Dataset rows:
╭──

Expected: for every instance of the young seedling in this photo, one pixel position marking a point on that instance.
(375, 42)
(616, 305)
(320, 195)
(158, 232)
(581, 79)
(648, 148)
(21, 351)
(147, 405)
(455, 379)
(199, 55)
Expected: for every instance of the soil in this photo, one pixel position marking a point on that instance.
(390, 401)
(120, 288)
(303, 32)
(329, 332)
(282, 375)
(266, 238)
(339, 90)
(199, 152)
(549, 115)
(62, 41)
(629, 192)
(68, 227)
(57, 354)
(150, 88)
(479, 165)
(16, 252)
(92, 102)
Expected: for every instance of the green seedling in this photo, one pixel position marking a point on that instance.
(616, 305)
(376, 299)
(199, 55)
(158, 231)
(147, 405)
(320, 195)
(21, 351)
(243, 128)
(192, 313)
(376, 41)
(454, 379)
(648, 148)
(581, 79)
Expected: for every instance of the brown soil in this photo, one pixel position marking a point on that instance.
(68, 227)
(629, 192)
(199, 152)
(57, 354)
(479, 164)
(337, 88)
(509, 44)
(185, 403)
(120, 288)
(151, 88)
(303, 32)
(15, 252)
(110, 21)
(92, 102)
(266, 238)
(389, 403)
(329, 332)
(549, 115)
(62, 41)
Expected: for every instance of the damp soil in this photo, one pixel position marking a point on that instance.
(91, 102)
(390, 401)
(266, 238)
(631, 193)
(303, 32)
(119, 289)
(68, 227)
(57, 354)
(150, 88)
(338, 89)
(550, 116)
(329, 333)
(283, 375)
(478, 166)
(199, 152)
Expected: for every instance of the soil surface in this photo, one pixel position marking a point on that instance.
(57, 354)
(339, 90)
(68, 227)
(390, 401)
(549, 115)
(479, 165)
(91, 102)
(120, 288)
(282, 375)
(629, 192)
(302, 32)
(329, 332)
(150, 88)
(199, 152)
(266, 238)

╰──

(WRITTEN REQUEST)
Arrange every line of the listing above as a numbered list, omitting any blank lines.

(EXPECTED ANSWER)
1. Expected: for every instance of the young seedling in this photo, one pixel position marking a point on that instance.
2. (375, 42)
3. (616, 305)
4. (320, 195)
5. (158, 232)
6. (581, 79)
7. (648, 148)
8. (21, 351)
9. (147, 405)
10. (455, 379)
11. (199, 55)
12. Expected: for every instance of the soil in this photo, one pixel position marking a point on that instance.
13. (390, 401)
14. (120, 288)
15. (303, 32)
16. (329, 332)
17. (282, 375)
18. (266, 238)
19. (339, 90)
20. (199, 152)
21. (549, 115)
22. (62, 41)
23. (629, 192)
24. (68, 227)
25. (57, 354)
26. (150, 88)
27. (479, 165)
28. (16, 252)
29. (92, 102)
30. Expected: for every instance of the green seedling in this photo, one pixel position marking a point on that instance.
31. (616, 305)
32. (376, 299)
33. (199, 55)
34. (158, 231)
35. (147, 405)
36. (320, 195)
37. (21, 351)
38. (243, 128)
39. (192, 313)
40. (376, 41)
41. (454, 379)
42. (648, 148)
43. (581, 79)
44. Expected: for every instance of the brown soil in this photo, one pixel position marking a point on that instance.
45. (68, 227)
46. (629, 192)
47. (199, 152)
48. (57, 354)
49. (479, 164)
50. (337, 88)
51. (509, 44)
52. (185, 403)
53. (120, 288)
54. (151, 88)
55. (303, 32)
56. (15, 252)
57. (110, 21)
58. (92, 102)
59. (266, 238)
60. (389, 403)
61. (329, 332)
62. (549, 115)
63. (62, 41)
64. Expected: for every instance of the damp soil in this photo, one pixel position marking a point on that instance.
65. (91, 102)
66. (390, 401)
67. (266, 238)
68. (631, 193)
69. (303, 32)
70. (119, 289)
71. (68, 227)
72. (57, 354)
73. (150, 88)
74. (338, 89)
75. (550, 116)
76. (329, 333)
77. (283, 375)
78. (478, 166)
79. (199, 152)
80. Expected: for every instance of the soil surface in this photo, one pixel position marking a point on that instance.
81. (57, 354)
82. (339, 90)
83. (68, 227)
84. (390, 401)
85. (549, 115)
86. (479, 165)
87. (91, 102)
88. (120, 288)
89. (282, 375)
90. (629, 192)
91. (302, 32)
92. (329, 332)
93. (150, 88)
94. (199, 152)
95. (266, 238)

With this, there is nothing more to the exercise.